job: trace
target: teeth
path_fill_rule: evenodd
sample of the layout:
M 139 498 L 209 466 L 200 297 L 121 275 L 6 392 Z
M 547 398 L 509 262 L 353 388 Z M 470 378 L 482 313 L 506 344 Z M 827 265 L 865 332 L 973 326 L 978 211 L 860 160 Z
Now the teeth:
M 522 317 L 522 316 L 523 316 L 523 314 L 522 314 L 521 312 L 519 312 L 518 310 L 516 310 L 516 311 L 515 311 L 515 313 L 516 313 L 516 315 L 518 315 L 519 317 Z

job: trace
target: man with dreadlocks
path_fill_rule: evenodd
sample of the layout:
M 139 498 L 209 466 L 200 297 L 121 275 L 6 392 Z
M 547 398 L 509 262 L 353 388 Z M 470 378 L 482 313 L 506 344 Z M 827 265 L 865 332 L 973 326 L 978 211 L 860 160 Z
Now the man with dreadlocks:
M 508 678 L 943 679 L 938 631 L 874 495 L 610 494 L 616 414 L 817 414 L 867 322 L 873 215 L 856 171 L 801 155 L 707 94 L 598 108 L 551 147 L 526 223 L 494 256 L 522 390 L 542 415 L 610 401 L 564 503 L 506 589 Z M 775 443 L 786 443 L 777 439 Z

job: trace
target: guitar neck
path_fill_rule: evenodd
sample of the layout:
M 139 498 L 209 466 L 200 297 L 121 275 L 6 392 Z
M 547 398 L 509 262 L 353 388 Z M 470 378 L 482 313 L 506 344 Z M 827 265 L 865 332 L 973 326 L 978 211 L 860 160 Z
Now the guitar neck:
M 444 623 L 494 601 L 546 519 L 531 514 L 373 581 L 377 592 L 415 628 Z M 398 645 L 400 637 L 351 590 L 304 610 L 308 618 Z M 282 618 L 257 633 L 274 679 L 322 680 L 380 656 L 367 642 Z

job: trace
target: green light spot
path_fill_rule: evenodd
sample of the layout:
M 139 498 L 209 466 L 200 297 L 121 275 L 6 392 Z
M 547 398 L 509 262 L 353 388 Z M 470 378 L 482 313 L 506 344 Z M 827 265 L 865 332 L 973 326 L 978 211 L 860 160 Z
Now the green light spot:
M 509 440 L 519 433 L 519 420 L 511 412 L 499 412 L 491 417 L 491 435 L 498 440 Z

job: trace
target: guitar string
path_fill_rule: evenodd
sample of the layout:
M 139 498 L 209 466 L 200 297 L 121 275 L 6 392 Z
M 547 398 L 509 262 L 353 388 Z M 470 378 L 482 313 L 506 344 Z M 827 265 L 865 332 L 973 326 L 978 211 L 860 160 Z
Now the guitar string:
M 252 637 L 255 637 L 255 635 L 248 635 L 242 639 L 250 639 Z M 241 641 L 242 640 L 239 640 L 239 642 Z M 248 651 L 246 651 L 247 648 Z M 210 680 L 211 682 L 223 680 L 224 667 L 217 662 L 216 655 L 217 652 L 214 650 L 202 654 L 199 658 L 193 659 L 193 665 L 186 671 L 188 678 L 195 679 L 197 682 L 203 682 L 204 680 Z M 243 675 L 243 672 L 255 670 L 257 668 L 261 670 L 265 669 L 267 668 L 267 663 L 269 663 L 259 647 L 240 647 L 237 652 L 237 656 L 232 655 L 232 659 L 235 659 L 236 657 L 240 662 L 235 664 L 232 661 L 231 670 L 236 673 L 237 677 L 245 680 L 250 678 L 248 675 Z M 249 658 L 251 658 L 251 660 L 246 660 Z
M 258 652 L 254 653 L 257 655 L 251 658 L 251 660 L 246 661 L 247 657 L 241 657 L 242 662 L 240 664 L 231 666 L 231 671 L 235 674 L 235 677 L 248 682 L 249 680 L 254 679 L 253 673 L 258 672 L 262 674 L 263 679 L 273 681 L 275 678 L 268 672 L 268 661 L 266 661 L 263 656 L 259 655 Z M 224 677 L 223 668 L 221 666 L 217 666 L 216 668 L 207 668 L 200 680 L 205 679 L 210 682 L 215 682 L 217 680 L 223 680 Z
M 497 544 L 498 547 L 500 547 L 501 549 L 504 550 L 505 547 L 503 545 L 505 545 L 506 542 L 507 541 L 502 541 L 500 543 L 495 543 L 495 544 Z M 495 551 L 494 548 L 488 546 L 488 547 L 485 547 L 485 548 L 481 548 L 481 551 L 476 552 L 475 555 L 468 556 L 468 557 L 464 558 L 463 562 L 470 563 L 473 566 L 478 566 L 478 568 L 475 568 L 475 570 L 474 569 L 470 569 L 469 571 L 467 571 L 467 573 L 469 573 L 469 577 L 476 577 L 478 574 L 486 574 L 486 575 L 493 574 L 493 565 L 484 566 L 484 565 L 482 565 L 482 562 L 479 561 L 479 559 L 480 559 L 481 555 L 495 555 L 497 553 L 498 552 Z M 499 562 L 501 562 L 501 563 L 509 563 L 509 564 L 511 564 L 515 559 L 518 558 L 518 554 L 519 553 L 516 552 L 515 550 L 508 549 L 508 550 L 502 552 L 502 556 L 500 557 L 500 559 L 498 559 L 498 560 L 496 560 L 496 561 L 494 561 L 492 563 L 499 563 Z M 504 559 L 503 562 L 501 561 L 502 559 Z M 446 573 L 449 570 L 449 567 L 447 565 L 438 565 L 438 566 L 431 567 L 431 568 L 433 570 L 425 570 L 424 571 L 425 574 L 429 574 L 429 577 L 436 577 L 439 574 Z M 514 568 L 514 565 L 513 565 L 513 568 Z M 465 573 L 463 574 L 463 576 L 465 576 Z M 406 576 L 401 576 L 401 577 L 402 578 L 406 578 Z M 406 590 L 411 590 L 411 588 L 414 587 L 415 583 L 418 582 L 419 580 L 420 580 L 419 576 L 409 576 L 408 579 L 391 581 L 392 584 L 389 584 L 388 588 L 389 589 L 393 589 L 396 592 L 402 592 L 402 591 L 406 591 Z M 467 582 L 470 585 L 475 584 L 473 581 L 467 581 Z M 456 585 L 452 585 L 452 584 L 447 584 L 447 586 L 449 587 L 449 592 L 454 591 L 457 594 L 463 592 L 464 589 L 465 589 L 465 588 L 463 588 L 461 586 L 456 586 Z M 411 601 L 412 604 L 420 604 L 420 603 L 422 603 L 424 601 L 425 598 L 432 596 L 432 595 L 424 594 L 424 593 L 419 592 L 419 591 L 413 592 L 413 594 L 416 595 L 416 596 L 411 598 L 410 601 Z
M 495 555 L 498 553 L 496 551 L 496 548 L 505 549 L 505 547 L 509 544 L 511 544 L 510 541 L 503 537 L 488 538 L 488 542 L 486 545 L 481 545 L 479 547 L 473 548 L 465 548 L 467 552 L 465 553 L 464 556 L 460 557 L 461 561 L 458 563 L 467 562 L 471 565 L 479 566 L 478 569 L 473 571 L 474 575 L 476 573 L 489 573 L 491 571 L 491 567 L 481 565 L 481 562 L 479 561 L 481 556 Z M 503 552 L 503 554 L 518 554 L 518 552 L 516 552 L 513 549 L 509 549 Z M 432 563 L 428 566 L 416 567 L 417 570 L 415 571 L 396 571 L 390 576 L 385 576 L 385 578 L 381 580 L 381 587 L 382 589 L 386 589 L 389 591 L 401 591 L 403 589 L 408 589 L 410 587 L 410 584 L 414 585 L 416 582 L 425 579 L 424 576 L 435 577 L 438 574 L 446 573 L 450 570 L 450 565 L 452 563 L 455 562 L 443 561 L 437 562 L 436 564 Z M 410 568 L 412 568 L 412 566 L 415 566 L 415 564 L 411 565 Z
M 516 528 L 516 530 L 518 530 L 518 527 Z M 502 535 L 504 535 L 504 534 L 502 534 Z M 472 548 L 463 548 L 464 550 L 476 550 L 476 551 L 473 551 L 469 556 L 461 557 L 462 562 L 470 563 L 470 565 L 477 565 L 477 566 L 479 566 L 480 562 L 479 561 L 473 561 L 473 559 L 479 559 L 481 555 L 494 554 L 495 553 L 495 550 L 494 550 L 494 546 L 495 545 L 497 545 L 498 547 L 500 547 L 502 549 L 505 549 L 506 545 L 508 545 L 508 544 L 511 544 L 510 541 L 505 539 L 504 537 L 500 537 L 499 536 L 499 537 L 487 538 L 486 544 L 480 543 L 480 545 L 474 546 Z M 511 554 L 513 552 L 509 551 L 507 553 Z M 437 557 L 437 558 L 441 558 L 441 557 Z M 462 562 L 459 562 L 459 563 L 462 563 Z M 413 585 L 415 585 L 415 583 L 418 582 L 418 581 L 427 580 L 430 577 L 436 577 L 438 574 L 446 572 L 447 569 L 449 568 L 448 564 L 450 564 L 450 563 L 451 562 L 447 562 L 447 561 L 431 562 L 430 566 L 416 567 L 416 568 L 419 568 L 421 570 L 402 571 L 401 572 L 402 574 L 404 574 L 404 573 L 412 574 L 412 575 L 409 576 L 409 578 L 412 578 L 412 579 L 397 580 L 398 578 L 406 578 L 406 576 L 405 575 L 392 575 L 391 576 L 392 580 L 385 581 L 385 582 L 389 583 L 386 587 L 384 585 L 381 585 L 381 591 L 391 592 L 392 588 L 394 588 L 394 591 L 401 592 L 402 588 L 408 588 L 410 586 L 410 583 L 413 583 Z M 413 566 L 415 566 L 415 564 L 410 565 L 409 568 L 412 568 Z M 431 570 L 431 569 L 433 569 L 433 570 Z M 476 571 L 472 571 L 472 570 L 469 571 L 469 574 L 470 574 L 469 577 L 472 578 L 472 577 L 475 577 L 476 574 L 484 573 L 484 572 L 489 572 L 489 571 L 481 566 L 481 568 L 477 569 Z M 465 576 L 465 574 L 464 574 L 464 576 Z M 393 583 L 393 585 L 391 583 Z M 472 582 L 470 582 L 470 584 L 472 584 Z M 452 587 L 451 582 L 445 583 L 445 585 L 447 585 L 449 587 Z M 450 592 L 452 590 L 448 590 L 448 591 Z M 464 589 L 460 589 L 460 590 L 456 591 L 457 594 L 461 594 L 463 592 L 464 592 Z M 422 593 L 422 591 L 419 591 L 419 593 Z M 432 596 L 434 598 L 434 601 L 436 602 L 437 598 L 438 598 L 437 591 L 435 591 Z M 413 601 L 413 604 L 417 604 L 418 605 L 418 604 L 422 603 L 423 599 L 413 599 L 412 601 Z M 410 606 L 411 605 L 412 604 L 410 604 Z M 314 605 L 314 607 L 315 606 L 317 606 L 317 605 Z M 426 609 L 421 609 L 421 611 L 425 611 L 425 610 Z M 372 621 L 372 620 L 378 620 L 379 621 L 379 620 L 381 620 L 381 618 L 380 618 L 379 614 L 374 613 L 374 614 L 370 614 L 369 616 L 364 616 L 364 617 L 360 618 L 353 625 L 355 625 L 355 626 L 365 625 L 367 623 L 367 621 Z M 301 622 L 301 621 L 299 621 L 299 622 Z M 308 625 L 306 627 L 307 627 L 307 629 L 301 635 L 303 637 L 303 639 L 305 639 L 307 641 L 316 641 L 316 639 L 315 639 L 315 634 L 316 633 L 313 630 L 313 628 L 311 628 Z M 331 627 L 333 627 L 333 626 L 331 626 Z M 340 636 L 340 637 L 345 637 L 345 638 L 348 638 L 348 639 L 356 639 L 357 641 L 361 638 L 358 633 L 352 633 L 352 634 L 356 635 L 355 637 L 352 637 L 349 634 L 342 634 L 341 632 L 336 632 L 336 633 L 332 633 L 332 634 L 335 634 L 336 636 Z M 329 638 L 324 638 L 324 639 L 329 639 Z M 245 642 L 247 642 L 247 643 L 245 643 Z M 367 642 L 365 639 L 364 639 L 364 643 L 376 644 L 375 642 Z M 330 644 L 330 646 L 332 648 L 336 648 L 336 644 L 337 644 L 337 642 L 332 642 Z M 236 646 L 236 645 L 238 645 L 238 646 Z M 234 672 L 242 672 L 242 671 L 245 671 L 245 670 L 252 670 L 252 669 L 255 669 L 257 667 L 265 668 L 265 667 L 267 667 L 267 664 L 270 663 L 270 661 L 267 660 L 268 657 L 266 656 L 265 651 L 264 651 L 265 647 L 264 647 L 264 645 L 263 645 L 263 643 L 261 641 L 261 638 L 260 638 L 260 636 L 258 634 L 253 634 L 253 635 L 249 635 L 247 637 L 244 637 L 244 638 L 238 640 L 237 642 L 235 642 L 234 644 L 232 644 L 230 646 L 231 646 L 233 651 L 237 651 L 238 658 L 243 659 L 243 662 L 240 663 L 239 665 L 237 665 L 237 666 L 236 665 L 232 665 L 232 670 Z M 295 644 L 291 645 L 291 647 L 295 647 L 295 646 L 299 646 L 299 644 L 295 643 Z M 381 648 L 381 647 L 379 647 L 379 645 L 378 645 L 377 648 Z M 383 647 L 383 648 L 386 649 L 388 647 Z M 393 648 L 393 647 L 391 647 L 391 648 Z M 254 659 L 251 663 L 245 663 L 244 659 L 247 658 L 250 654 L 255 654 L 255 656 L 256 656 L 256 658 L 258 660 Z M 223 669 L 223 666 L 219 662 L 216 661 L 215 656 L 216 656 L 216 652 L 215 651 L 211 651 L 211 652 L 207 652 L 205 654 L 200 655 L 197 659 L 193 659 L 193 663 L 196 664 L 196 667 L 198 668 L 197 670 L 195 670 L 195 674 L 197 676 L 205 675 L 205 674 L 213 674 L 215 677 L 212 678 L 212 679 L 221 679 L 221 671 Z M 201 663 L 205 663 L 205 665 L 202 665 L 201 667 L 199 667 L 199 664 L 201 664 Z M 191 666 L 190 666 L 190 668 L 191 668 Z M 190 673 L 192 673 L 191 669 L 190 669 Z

=======

**YOUR TASK:**
Return only the lines above that run from the opening line through the line containing "target: man with dreadlocks", exactly as written.

**EXERCISE ANSWER:**
job: trace
target: teeth
path_fill_rule: evenodd
sample of the layout:
M 139 498 L 209 466 L 200 297 L 121 275 L 6 392 Z
M 547 398 L 509 262 L 353 388 Z M 470 378 L 482 313 L 506 344 Z M 827 265 L 865 332 L 973 326 L 978 211 L 860 160 Z
Now the teeth:
M 522 317 L 522 316 L 523 316 L 523 314 L 522 314 L 521 312 L 519 312 L 518 310 L 516 310 L 516 311 L 515 311 L 515 313 L 516 313 L 516 315 L 518 315 L 519 317 Z

job: trace
target: man with dreadlocks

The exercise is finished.